[START SUPPLIED ENTRIES]

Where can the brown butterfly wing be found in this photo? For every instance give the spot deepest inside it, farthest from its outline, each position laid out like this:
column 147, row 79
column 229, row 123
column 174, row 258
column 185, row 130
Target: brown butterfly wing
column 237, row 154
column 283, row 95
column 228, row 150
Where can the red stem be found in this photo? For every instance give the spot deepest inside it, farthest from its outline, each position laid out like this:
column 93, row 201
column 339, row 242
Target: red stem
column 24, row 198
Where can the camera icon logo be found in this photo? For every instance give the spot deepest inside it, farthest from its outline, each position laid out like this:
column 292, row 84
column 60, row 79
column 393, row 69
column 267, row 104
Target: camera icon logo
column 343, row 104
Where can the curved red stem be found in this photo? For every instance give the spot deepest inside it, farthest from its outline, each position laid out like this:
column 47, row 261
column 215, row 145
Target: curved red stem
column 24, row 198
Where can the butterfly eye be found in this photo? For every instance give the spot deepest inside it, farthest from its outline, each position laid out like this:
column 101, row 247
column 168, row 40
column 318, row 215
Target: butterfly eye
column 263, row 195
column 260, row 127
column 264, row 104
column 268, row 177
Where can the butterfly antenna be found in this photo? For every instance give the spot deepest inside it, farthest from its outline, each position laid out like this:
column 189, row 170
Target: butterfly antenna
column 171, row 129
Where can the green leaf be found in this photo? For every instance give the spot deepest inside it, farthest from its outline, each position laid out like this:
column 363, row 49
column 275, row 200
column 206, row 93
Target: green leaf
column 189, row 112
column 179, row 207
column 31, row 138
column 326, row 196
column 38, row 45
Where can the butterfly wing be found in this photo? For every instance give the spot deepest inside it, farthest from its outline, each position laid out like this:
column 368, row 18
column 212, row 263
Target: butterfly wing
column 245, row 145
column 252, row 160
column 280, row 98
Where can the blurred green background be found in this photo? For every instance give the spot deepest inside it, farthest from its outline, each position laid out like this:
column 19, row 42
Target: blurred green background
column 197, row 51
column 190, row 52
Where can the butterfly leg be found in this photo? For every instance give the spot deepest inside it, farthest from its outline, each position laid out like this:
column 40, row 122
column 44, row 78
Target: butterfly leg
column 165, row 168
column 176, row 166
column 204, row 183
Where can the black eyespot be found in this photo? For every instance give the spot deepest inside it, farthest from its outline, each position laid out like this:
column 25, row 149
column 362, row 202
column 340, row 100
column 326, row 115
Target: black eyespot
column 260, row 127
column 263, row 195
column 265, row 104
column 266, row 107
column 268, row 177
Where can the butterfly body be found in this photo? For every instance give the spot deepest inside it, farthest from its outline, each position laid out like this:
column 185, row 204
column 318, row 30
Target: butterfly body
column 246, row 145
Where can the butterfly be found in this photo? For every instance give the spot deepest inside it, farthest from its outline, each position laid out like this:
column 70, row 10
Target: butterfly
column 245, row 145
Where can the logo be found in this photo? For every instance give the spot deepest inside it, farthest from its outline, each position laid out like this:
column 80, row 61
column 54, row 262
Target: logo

[END SUPPLIED ENTRIES]

WHAT THE TASK REQUIRES =
Write out every line exactly as it stands.

RESULT OF THE EXERCISE =
Where can the brown butterfly wing be found in this photo? For every instance give the spot deepest inside it, farthest from its outline, each position laid out like this:
column 147, row 79
column 229, row 123
column 174, row 258
column 185, row 130
Target: brown butterfly wing
column 237, row 154
column 283, row 95
column 228, row 150
Where can the red stem be found in this photo? For every instance give the spot deepest inside it, farthest from its outline, each position laid out like this:
column 93, row 201
column 339, row 242
Target: red stem
column 24, row 198
Where can the camera icon logo be found in this photo? For every instance give the spot deepest inside it, farthest from its outline, each position laid out like this:
column 292, row 84
column 60, row 79
column 393, row 69
column 267, row 104
Target: camera icon logo
column 343, row 104
Where can the curved red stem be found in this photo? For every instance give the spot deepest inside it, farthest from its outline, each position laid out like this:
column 47, row 261
column 215, row 145
Target: curved red stem
column 24, row 198
Where can the butterfly eye be found in this photo? For every instance give the spot deepest inside it, farthest from its outline, each position laid out like this:
column 101, row 247
column 168, row 40
column 318, row 215
Target: butterfly eye
column 263, row 195
column 260, row 127
column 264, row 104
column 268, row 177
Where can the butterfly antenna be found in this photo? For every instance give the spot deepest inside it, farthest from its outline, each position laid out like this:
column 189, row 170
Target: butterfly antenna
column 171, row 129
Where can the green leaf be found in this photo? For every instance give the spot deepest inside it, farthest from its outline, each position laid out like this:
column 363, row 49
column 275, row 200
column 206, row 93
Target: green leaf
column 189, row 112
column 179, row 207
column 31, row 138
column 326, row 196
column 38, row 45
Where can the butterfly wing be found in this photo? For every instance give the spot deepest inside it, farthest from its outline, each position laid out like this:
column 368, row 18
column 212, row 263
Target: butterfly wing
column 245, row 145
column 252, row 160
column 280, row 98
Where can the blurred green background be found in this photo? For every instance give the spot deepest inside it, farthest from its outline, each position laid out like this:
column 19, row 42
Target: blurred green background
column 197, row 51
column 190, row 52
Where can the butterfly leg be found in this photo? For every instance give the spot deepest inside it, farthest from its outline, each position laid out like this:
column 40, row 122
column 44, row 78
Target: butterfly leg
column 165, row 168
column 176, row 166
column 204, row 183
Where can the black eyespot be found in this photo? For every instance give the spot deepest inside it, farthest from its outline, each position laid out like this:
column 25, row 149
column 362, row 202
column 340, row 100
column 326, row 115
Target: black eyespot
column 260, row 127
column 263, row 195
column 265, row 104
column 266, row 107
column 268, row 177
Where can the butterfly body be found in this photo? For every instance give the spot deepest inside it, farthest from its outline, each position laid out like this:
column 185, row 204
column 318, row 30
Target: butterfly body
column 246, row 145
Where can the butterfly be found in this photo? For every instance give the spot deepest inside it, farthest from its outline, each position laid out like this:
column 70, row 10
Target: butterfly
column 245, row 145
Where can the logo be found in this photo? For every instance give the spot deepest inside it, farthest from its outline, each position laid out like this:
column 80, row 61
column 54, row 262
Target: logo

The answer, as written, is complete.